[Extracted data entries]
=-=-=-=-=

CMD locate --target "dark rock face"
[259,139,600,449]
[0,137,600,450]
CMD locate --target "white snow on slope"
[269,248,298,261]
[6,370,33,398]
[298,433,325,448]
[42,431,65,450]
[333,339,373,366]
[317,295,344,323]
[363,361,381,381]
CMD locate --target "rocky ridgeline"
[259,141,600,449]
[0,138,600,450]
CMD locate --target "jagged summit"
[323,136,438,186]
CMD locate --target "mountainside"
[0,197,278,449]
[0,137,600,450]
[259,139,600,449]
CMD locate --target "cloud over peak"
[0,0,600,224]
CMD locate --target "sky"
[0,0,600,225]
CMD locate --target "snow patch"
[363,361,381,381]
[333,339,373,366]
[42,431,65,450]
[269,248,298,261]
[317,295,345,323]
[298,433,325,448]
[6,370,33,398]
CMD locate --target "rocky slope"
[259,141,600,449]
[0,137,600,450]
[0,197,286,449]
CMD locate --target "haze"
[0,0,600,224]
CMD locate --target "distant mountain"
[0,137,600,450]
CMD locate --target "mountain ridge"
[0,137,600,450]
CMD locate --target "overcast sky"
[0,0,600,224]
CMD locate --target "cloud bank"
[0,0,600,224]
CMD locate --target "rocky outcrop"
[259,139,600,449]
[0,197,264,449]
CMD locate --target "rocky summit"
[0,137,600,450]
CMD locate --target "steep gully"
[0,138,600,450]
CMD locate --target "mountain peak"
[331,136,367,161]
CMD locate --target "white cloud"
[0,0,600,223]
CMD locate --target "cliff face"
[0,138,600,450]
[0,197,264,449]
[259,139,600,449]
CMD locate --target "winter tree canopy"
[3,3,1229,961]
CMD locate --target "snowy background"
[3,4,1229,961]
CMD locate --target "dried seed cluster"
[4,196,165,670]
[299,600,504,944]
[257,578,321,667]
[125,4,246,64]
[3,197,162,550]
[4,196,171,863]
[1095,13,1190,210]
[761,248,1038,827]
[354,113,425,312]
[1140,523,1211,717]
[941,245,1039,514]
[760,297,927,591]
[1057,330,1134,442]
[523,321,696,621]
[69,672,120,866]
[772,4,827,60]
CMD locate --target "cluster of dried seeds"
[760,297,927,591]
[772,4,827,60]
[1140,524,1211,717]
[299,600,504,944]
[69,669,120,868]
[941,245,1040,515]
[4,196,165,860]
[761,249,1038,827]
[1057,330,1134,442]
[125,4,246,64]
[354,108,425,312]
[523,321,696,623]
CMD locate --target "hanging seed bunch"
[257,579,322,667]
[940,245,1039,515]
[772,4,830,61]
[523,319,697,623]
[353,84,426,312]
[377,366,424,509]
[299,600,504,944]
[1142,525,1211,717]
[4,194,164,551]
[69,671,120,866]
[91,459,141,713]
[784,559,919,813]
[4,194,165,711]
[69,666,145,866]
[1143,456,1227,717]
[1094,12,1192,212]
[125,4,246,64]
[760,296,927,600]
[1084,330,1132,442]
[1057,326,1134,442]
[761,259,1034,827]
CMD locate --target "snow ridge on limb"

=-=-=-=-=

• Task instructions: Which lines of the entries above contain the word "rocky", with case counting? Pick out each such line and copy it.

• Completed task:
CMD locate --target "rocky ridgeline"
CMD locate --target "rocky slope"
CMD locate --target "rocky outcrop"
CMD locate --target "rocky summit"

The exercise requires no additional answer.